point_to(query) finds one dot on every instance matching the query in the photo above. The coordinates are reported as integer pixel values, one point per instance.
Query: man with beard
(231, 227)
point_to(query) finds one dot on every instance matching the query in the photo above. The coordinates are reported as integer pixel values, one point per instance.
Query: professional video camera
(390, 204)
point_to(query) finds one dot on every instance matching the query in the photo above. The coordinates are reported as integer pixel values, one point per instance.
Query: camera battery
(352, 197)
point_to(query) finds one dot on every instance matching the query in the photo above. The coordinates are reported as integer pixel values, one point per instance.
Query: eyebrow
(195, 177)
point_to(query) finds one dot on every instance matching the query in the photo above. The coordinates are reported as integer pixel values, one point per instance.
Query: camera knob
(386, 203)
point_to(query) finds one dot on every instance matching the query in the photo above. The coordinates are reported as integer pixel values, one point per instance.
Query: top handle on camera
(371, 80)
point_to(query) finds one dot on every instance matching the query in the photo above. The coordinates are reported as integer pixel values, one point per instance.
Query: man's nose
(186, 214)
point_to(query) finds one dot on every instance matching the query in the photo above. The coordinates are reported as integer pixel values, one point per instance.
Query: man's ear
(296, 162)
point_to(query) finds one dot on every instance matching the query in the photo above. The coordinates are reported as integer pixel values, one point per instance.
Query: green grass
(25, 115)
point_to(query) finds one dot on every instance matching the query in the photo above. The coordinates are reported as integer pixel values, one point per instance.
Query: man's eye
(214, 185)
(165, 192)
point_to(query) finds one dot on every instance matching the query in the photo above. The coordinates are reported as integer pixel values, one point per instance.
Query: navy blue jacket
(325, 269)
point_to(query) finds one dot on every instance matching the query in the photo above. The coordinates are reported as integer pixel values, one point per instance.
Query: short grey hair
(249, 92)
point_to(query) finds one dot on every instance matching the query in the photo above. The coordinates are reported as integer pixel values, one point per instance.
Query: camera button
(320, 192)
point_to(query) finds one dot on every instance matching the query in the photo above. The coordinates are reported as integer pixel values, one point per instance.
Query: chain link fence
::::
:: WORK REQUEST ::
Every entry should be reproduced word for word.

:: EXPECTED ANSWER ::
point_to(query) finds one dot on every instance matching the query in the photo above. The coordinates are reported as integer pixel values, one point per instance.
Query: man with beard
(231, 227)
point_to(query) finds one dot on every instance matching the query in the photo above. The coordinates are reported as integer pixel values, one point per instance.
Query: professional video camera
(390, 204)
point_to(query) finds one dot on every instance matching the query in the photo above. The coordinates are reported as integer pixel values, one point per instance.
Query: camera battery
(352, 197)
point_to(query) finds one dot on every instance matching the query in the photo above. The coordinates are reported as integer pixel values, one point per instance.
Query: eyebrow
(195, 177)
point_to(query) finds one dot on every instance matching the query in the photo above. The coordinates are reported as integer pixel values, one point per instance.
Query: camera knob
(386, 203)
point_to(query) finds one dot on every instance matching the query in the photo above. The coordinates are reported as integer pixel values, one point per instance.
Query: top handle on camera
(371, 80)
point_to(query) finds one dot on every instance matching the query in the photo above. The coordinates are reported as integer pixel values, one point per instance.
Query: man's nose
(186, 214)
point_to(query) finds one dot on every instance matching the query in the photo above. The coordinates are reported as integer pixel values, one point per instance.
Query: man's ear
(296, 162)
point_to(query) finds one dot on every instance matching the query in the photo above. The coordinates are reported as integer pixel values, one point per instance.
Query: green grass
(25, 115)
point_to(query) finds one dot on every instance matching the query in the photo above. The coordinates are reported as integer pixel values, one point per instance.
Query: man's eye
(214, 185)
(165, 192)
point_to(query) finds one dot on every instance matching the query in the photo above. The coordinates are reported as integer pixel values, one point per instance.
Query: navy blue jacket
(325, 269)
point_to(query) finds one dot on every instance matching the query in the photo above. The coordinates are reported as integer pixel values, one point per instance.
Query: short grey hair
(249, 92)
point_to(query) finds one dot on every instance matching the query in the photo above. The coordinates are reported as integer pixel values, one point per instance.
Query: camera button
(320, 192)
point_to(query) finds one dot on every instance matching the query in the photo above. The coordinates are reported as integer pixel values, one point per instance.
Query: chain link fence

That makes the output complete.